**EXERCISE PROMPT**: Update the items in the stretch from the line containing "Indicate the crane" through the end of the items, swapping "house roof" for "building roof" and keeping everything else the same.

**INPUT FOR THIS TASK**:
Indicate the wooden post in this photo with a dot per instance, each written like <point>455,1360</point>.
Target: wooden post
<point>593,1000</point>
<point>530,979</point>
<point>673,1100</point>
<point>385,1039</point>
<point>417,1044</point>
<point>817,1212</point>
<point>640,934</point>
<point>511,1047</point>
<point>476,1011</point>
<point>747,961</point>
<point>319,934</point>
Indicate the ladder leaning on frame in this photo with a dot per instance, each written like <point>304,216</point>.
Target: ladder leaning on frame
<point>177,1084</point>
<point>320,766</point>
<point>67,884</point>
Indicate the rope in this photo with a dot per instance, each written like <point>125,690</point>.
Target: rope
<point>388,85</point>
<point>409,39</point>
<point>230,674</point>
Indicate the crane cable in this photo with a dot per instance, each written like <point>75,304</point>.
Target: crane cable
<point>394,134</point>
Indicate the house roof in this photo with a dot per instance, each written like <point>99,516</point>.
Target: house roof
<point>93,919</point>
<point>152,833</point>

**WRITTEN ANSWER**:
Indicate the crane cable in this photo with a dot per instance, each written like <point>75,304</point>.
Target: crane cable
<point>394,134</point>
Indicate the building roof in this photo with a dot per instance, each written like <point>99,516</point>.
Target: building roof
<point>93,919</point>
<point>152,833</point>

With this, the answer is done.